Task goal
Please quote the listing below word for word, every line of it.

Records provided
++++

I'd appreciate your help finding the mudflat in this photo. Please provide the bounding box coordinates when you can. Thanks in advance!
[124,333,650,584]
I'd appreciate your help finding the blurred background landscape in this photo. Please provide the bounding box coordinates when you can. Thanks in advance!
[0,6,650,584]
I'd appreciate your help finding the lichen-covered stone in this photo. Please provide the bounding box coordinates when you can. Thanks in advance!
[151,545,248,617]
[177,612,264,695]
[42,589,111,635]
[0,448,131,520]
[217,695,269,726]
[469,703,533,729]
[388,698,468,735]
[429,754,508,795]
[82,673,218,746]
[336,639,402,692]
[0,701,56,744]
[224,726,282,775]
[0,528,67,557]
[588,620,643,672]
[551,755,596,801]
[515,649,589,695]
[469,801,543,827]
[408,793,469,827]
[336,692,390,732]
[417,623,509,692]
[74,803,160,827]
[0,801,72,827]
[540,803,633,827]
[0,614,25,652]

++++

The result
I'd appreciate your help finding the mudflat in this photo. Please provide the bounding box coordinates when you can. Thanks in advance!
[124,333,650,584]
I'd appreciate your help finding the blurred background landscape in this photo. Please provide the bounding box coordinates when you can. Thanks in advance!
[0,6,650,584]
I'd appreciate your help finding the lichen-covered stone in this photo. Please provide the bounding box coordinates when you can. Thanks in advance!
[151,545,248,617]
[177,612,264,695]
[42,589,111,635]
[0,448,131,520]
[217,695,269,726]
[469,703,533,729]
[388,698,468,735]
[429,754,508,795]
[82,673,218,746]
[336,639,402,692]
[0,701,56,744]
[224,726,282,775]
[0,528,67,557]
[588,620,643,672]
[551,755,596,801]
[515,649,589,695]
[469,801,543,827]
[408,793,469,827]
[336,692,390,732]
[417,623,509,692]
[74,803,160,827]
[0,801,72,827]
[540,803,633,827]
[0,614,25,652]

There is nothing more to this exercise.